(Extracted material)
------------------------------
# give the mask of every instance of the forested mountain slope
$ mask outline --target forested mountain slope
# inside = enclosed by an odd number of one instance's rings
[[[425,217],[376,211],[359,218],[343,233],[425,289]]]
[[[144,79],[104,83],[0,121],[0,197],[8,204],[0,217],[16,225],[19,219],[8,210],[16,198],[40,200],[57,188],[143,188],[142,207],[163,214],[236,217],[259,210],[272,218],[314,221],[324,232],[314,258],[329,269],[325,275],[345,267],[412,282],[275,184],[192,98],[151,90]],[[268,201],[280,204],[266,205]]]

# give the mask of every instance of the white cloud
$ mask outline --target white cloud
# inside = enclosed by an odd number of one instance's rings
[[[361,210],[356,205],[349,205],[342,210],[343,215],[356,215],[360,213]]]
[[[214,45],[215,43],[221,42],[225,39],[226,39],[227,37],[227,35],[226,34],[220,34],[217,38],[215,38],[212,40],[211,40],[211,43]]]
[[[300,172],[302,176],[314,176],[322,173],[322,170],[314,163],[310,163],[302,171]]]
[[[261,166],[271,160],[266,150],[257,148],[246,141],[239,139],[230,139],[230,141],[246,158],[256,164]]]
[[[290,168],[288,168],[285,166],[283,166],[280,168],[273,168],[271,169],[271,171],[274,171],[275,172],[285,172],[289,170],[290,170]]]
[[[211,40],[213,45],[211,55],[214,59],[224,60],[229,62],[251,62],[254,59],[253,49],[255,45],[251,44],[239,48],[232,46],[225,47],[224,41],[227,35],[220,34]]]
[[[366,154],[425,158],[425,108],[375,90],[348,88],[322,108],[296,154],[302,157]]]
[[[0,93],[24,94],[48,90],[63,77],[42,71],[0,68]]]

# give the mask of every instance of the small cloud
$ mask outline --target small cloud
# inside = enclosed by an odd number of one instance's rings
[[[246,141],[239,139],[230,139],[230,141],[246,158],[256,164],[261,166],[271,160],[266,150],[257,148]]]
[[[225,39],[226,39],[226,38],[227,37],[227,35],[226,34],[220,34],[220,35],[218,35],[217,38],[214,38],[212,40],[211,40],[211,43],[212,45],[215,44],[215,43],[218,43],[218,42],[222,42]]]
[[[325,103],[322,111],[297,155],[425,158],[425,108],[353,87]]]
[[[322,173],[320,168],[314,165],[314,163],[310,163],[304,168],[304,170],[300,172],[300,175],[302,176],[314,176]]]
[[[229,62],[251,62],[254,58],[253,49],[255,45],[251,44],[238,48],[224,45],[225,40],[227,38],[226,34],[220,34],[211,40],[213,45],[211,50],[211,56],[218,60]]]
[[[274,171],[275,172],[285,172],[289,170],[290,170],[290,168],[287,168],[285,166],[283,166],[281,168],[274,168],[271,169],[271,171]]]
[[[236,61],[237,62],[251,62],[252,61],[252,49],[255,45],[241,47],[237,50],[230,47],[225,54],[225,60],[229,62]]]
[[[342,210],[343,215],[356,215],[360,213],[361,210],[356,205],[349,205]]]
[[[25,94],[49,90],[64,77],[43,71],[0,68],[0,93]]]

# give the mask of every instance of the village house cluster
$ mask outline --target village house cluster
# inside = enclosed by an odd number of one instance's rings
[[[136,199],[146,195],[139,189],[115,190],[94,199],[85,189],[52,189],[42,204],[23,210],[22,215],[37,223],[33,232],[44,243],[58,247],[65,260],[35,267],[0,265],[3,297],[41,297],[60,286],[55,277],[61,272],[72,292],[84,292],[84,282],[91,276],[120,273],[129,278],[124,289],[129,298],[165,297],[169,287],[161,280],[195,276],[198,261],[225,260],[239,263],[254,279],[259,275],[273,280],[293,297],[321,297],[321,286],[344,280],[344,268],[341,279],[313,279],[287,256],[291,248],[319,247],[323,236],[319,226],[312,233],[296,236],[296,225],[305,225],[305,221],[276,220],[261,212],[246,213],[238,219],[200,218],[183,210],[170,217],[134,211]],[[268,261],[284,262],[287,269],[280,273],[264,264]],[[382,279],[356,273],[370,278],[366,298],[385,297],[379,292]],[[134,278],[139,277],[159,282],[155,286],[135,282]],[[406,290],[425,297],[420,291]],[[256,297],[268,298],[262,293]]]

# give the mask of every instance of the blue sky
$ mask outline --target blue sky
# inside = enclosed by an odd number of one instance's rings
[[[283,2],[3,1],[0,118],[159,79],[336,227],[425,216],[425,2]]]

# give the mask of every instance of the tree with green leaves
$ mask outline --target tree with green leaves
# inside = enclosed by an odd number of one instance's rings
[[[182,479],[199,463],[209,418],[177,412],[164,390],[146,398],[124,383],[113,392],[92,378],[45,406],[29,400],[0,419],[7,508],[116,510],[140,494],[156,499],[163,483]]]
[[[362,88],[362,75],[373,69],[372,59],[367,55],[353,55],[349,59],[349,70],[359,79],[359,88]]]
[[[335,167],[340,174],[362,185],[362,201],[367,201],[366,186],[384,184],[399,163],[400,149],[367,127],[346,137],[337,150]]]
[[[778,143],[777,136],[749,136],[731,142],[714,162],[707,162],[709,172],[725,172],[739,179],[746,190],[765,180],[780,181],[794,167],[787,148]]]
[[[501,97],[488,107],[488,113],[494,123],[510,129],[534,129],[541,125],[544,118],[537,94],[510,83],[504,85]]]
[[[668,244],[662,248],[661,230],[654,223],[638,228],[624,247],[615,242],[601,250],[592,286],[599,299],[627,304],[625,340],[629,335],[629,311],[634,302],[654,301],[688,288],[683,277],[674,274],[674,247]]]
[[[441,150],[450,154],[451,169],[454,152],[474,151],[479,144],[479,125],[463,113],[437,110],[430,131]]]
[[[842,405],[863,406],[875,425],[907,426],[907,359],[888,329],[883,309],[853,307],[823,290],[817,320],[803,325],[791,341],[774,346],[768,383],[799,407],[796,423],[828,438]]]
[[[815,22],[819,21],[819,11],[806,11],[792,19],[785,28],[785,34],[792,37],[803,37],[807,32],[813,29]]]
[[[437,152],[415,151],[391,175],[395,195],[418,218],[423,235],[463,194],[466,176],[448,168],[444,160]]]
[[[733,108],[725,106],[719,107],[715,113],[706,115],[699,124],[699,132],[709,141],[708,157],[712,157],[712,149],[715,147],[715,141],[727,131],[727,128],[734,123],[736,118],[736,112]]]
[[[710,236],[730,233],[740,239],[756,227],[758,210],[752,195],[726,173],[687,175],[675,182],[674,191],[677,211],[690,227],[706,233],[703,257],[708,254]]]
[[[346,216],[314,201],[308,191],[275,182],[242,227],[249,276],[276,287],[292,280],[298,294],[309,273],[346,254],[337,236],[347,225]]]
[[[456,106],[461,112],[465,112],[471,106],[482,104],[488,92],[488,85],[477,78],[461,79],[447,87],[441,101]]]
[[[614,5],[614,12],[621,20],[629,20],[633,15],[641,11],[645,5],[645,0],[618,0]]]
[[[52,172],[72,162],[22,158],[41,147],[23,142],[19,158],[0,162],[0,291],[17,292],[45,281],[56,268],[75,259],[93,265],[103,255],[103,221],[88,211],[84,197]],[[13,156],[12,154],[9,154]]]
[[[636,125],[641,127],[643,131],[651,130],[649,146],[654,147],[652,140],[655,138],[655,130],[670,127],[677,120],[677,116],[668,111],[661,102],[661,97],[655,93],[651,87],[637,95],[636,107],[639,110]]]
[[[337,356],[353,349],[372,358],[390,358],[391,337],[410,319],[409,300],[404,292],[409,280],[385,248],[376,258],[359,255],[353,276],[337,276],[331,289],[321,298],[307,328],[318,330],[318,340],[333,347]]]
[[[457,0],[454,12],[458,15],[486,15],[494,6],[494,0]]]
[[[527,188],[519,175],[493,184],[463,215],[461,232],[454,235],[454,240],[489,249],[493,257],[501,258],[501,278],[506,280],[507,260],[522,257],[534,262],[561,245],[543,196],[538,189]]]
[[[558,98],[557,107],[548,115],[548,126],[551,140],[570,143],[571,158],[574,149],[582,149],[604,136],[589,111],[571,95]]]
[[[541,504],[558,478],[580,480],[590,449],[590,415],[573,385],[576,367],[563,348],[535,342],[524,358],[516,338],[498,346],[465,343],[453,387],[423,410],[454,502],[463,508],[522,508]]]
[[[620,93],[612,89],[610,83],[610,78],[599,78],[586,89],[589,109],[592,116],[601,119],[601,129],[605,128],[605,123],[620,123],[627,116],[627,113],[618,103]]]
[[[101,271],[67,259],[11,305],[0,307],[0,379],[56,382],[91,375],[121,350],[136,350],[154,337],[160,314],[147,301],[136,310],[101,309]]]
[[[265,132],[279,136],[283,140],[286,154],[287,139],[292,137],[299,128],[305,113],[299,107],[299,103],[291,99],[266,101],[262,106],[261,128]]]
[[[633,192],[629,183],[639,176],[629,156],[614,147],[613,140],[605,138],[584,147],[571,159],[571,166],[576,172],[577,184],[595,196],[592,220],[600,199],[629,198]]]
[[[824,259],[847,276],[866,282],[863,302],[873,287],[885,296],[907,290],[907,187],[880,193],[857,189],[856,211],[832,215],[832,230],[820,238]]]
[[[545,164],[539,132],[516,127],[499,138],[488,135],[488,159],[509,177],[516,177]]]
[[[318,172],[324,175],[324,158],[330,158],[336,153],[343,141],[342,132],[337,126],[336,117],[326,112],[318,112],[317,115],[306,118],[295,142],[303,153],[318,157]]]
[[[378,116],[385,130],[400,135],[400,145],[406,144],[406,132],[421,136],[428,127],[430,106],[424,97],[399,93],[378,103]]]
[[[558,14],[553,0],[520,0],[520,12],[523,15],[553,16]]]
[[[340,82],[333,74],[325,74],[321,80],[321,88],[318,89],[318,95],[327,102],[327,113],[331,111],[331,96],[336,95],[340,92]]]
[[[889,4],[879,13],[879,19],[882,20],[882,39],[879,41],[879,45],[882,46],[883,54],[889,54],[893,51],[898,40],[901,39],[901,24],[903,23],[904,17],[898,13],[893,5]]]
------------------------------
(Goal)
Reproduce the records from the first line up to and including the line that contains "[[[0,93],[24,94],[48,90],[63,77],[42,71],[0,68]]]".

(Solution to the problem)
# give the mask of every instance of the forested mountain slope
$ mask outline --target forested mountain slope
# inside = enclosed by an odd number of one instance's rings
[[[425,217],[376,211],[359,218],[343,233],[425,289]]]
[[[144,79],[104,83],[0,121],[0,197],[8,204],[0,217],[16,225],[19,219],[8,210],[16,198],[40,200],[57,188],[143,188],[142,207],[163,214],[236,217],[259,210],[272,218],[314,221],[324,232],[314,258],[329,269],[325,275],[345,267],[412,282],[275,184],[192,98],[151,90]],[[268,201],[280,204],[266,205]]]

# give the mask of every instance of the white cloud
$ mask outline --target white cloud
# inside = enclosed by an odd number of one instance's rings
[[[361,210],[356,205],[349,205],[342,210],[343,215],[356,215],[360,213]]]
[[[214,45],[215,43],[221,42],[225,39],[226,39],[227,37],[227,35],[226,34],[220,34],[217,38],[215,38],[212,40],[211,40],[211,43]]]
[[[300,172],[302,176],[314,176],[322,173],[322,170],[314,163],[310,163],[302,171]]]
[[[261,166],[271,160],[266,150],[257,148],[246,141],[239,139],[230,139],[230,141],[246,158],[256,164]]]
[[[290,168],[288,168],[285,166],[283,166],[280,168],[273,168],[271,169],[271,171],[274,171],[275,172],[285,172],[289,170],[290,170]]]
[[[211,40],[213,45],[211,55],[214,59],[224,60],[229,62],[251,62],[254,59],[253,49],[255,45],[251,44],[239,48],[232,46],[225,47],[224,41],[227,35],[220,34]]]
[[[366,154],[425,158],[425,108],[375,90],[348,88],[322,108],[296,154],[302,157]]]
[[[0,93],[24,94],[48,90],[63,77],[42,71],[0,68]]]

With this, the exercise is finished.